TO DO
Please retype the records below exactly as they appear, but leave out the pictures.

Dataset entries
+++++

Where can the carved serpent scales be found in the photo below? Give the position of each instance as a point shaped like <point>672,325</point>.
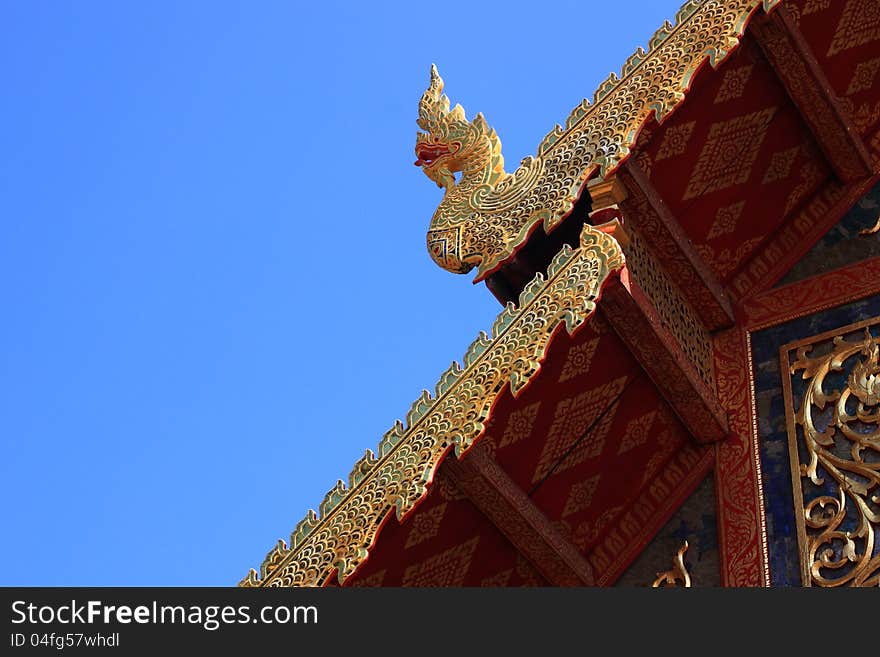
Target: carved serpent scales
<point>486,214</point>
<point>483,218</point>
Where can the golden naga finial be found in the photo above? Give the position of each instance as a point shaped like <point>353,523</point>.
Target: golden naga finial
<point>486,214</point>
<point>677,573</point>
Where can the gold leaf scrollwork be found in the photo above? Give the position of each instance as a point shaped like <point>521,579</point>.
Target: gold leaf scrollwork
<point>678,572</point>
<point>338,538</point>
<point>834,441</point>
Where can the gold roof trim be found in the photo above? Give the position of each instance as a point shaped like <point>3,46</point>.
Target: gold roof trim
<point>487,213</point>
<point>595,135</point>
<point>350,517</point>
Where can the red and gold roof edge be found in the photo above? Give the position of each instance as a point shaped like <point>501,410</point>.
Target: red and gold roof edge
<point>338,538</point>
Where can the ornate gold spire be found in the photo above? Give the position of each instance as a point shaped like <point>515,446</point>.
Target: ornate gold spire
<point>486,214</point>
<point>339,536</point>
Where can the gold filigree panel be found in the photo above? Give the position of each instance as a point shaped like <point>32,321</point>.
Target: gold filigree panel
<point>832,404</point>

+++++

ANSWER TO THIS TASK
Where can the carved serpent scales be found in the photo below? Give the position of each instance as a point shaped like <point>672,325</point>.
Target: carved serpent scales
<point>486,214</point>
<point>483,218</point>
Where can the golden naga finial be found in the photo above? Give the position of each instance as a point shaped like <point>353,523</point>.
Target: golden naga finial
<point>486,214</point>
<point>677,573</point>
Where can the gold leaf scrollwork be found in the photo above? Give the position of each instance as a point shaped like <point>521,579</point>.
Target: gold leaf scrollwork
<point>678,572</point>
<point>338,538</point>
<point>834,441</point>
Where can the gold roof trim be found in the photo above? Give the position of each instance as a point shaped like <point>3,46</point>.
Target: gold roof trim
<point>487,213</point>
<point>595,135</point>
<point>350,517</point>
Where can the red and gold roof edge be found in the photo above? Give the position of each instance as a point shaped like <point>501,410</point>.
Target: red and gold roof edge
<point>338,538</point>
Where can the ornate gold spire be found in the photo above? Give the position of each instance as a point shaped like <point>515,446</point>.
Target: ornate gold spire
<point>486,214</point>
<point>339,536</point>
Where can the gold filigree panel be found in the photo above? Give the position of each instance as a point shaped like <point>32,321</point>.
Target: gold filigree panel
<point>832,404</point>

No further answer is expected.